> [Set problem]:
Turn the records below into a JSON list of strings, one string per line and no blank lines. Start at the first line of the records and stop after the line containing "[(273, 142)]".
──────── Records
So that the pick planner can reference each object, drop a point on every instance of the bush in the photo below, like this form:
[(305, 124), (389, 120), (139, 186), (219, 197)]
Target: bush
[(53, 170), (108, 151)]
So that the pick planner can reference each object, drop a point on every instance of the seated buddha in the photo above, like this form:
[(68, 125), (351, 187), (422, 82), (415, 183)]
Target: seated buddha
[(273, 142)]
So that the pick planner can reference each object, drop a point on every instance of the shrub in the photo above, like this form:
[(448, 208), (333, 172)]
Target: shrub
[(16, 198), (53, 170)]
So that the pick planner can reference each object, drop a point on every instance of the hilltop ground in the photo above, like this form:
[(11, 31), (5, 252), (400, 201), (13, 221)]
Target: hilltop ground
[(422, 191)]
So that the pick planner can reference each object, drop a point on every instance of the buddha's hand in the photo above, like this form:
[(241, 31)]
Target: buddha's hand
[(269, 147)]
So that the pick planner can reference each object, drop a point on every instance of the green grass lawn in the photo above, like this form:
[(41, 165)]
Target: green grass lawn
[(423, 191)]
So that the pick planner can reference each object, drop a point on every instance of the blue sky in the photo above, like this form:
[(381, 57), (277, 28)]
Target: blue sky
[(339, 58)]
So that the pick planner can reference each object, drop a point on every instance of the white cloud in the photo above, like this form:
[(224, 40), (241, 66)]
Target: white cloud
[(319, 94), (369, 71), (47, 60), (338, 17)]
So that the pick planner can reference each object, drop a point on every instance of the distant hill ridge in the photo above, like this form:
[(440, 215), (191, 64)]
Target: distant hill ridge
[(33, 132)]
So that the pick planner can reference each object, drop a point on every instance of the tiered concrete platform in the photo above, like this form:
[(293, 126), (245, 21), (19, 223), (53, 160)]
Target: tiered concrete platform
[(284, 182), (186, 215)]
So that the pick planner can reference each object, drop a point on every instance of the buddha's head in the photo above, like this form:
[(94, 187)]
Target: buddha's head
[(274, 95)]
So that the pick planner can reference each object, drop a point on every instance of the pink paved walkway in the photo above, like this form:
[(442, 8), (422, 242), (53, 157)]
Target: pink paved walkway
────────────────
> [The response]:
[
  "So that the pick planner can reference each object, drop a point on every instance of the bush in the photo below, like this form:",
  "[(305, 124), (389, 120), (139, 186), (219, 197)]",
  "Target: bush",
  "[(53, 170), (108, 151)]",
  "So that the pick planner can reference each object, drop a point on every instance of the seated buddha in the photo above, like this form:",
  "[(68, 125), (351, 187), (422, 82), (415, 183)]",
  "Target: seated buddha",
  "[(273, 142)]"
]